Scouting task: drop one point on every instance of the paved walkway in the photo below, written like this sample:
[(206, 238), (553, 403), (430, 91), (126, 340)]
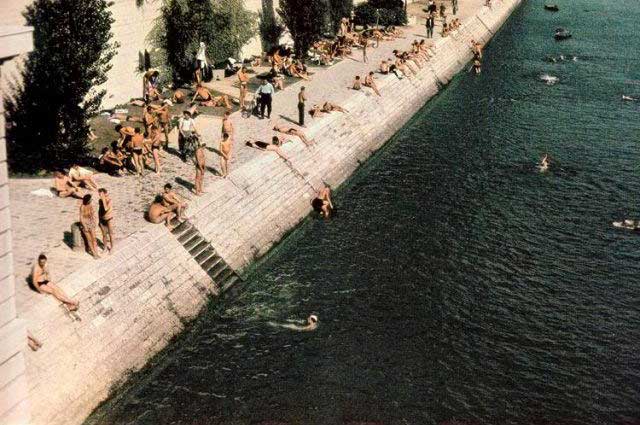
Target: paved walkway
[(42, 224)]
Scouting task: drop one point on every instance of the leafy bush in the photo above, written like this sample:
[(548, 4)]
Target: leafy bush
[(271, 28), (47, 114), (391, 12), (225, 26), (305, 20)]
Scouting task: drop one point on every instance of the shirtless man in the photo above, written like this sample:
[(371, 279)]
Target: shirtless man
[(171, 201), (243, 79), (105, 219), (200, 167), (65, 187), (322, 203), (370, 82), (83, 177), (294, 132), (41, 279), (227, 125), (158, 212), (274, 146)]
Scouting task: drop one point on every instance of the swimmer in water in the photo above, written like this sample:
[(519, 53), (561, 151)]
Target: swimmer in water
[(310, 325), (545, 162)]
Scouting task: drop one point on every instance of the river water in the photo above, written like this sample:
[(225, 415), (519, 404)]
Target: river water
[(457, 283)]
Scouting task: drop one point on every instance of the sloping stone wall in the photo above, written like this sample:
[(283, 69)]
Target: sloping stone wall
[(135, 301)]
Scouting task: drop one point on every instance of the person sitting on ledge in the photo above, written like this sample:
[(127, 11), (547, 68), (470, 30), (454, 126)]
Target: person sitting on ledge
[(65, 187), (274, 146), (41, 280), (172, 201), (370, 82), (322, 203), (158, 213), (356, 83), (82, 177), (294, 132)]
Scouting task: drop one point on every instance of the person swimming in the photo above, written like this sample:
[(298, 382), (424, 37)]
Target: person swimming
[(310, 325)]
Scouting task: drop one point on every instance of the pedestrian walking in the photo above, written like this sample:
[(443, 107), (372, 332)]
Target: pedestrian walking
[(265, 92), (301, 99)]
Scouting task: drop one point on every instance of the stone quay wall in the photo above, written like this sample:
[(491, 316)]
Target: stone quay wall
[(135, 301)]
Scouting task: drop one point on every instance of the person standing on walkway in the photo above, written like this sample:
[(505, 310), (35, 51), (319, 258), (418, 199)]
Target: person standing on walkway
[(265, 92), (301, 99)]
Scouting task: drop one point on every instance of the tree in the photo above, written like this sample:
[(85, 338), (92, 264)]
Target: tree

* * *

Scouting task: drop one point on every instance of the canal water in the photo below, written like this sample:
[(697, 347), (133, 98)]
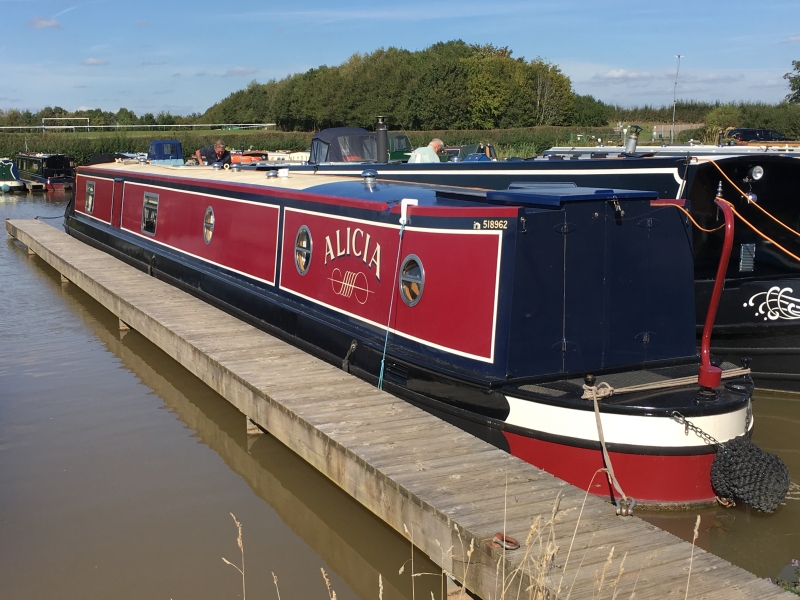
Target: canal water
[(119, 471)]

_Your task:_ Swap "ledge" for "parapet" in the data, starting with the line that contains "the person sitting" and going on through the line that contains "[(310, 325)]". Give only those lines again, with everything else unchanged.

_Task response:_
Scouting task: drop one point on every instance of the person sitting on parapet in the photo above, written like this sample:
[(127, 11), (547, 68), (470, 30), (454, 126)]
Target: person sitting on parapet
[(65, 187), (274, 146), (41, 280), (172, 201), (370, 82), (322, 203), (158, 213), (356, 83), (82, 177), (294, 132)]
Scouting task: drop one point on every instance of the person swimming in the photo above, written like this sample:
[(298, 382), (424, 37)]
Target: person swimming
[(310, 325)]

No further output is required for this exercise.